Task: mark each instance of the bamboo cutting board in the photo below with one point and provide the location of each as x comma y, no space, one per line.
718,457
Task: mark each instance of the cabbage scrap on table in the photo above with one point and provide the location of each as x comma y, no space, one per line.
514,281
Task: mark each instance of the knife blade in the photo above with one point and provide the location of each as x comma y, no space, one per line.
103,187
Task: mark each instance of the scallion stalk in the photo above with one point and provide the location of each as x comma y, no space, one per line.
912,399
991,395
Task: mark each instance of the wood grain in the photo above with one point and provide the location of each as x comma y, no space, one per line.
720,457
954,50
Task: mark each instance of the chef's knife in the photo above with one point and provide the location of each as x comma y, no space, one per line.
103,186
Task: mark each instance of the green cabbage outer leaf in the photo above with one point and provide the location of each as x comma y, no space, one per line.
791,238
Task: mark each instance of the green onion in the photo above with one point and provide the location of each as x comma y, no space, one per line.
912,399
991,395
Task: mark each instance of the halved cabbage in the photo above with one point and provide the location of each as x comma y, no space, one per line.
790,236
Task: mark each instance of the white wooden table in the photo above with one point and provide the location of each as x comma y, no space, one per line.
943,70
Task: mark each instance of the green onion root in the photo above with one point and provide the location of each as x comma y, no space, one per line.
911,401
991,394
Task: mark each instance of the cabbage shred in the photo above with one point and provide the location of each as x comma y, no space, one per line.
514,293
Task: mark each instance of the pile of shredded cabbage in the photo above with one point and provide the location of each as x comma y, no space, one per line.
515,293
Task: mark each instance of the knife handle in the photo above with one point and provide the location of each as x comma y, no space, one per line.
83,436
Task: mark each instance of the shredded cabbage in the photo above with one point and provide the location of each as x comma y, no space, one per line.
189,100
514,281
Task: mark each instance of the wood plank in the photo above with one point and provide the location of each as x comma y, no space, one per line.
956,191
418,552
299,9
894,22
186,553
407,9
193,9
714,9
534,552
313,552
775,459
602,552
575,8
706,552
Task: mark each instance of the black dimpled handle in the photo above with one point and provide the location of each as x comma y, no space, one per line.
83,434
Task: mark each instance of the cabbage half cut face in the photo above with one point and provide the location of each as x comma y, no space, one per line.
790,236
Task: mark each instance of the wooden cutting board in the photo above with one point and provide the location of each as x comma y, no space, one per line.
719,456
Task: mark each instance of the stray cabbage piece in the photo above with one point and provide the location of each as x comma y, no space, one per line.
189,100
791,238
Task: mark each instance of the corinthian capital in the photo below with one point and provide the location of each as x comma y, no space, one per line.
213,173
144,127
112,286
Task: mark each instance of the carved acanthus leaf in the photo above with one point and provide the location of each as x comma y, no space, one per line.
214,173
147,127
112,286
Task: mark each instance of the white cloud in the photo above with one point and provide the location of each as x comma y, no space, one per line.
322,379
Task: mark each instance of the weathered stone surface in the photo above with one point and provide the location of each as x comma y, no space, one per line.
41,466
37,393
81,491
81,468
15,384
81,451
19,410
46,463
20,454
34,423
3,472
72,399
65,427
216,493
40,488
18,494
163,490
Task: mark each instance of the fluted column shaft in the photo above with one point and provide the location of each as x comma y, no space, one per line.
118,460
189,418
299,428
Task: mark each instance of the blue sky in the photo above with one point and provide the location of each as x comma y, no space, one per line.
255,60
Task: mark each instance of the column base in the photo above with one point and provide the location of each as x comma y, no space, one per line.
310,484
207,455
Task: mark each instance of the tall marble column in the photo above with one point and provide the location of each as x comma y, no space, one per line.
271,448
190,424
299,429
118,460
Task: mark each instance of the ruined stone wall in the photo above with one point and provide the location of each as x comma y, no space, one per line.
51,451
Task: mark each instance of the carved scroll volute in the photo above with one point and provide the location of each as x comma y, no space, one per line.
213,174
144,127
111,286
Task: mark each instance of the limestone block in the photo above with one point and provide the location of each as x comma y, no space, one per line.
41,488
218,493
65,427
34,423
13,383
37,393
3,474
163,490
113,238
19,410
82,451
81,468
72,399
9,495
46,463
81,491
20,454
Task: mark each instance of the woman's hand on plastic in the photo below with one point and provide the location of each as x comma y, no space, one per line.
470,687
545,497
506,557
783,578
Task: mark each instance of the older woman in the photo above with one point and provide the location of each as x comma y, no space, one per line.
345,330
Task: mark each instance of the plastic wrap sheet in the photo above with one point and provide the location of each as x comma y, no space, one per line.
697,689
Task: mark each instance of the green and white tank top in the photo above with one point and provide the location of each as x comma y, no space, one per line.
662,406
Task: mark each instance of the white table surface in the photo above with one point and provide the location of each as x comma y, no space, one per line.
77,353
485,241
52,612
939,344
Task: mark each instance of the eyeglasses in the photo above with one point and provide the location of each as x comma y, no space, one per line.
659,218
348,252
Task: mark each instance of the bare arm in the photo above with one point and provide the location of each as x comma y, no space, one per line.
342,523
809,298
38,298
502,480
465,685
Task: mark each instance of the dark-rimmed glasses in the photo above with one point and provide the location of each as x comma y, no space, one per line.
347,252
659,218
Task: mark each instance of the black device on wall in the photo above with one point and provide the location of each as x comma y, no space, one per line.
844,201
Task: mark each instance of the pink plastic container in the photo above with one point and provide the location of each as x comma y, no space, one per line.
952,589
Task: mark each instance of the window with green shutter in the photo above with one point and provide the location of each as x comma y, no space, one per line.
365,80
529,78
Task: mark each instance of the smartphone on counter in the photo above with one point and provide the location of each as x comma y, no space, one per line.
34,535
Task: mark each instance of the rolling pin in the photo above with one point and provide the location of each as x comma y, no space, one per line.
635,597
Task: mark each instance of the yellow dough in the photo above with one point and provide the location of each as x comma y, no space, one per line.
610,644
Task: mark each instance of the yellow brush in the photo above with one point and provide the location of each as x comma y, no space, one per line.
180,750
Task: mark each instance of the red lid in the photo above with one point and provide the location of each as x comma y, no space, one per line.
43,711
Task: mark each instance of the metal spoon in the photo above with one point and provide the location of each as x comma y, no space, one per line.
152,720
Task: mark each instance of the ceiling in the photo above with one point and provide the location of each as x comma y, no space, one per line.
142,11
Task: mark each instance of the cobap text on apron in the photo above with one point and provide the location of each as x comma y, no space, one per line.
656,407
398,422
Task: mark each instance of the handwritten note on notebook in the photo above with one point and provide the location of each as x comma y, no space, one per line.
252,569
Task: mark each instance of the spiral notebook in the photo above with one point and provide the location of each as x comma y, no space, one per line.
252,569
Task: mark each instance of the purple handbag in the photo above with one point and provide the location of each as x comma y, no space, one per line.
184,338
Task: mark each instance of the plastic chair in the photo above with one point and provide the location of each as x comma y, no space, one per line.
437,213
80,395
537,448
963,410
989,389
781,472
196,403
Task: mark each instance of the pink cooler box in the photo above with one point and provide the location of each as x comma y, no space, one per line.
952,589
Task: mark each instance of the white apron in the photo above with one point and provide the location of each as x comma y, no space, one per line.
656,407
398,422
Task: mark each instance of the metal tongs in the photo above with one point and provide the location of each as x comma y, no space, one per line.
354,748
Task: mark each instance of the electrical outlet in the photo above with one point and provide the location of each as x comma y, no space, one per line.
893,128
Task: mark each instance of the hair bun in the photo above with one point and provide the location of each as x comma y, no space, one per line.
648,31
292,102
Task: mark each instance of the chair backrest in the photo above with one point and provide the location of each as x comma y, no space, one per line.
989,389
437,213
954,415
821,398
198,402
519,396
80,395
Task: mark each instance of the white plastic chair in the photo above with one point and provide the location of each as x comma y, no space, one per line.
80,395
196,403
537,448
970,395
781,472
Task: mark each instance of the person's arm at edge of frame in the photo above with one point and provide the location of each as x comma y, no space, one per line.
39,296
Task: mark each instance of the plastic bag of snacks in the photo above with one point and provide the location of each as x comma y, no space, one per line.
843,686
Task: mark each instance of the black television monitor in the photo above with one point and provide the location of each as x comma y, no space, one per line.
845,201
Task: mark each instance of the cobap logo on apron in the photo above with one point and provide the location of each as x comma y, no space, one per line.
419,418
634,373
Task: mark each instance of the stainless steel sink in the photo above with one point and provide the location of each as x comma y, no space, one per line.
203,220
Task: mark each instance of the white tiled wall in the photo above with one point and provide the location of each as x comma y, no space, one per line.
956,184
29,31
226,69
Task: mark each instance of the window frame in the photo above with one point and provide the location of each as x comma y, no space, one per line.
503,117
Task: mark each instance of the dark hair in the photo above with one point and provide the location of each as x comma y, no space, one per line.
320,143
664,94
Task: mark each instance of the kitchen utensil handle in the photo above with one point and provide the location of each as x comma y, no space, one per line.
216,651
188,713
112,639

● **Description of the task**
Transcribe the line that contains "Task: mark each instance of the kitchen" exactly, then each line after it through the end of the material. Nothing else belongs in the output.

● **Answer to the problem**
Task: mark each instance of the kitchen utensil handle in the photo above with one point and provide the location of each as x comma y, no space, one per line.
216,651
188,713
112,639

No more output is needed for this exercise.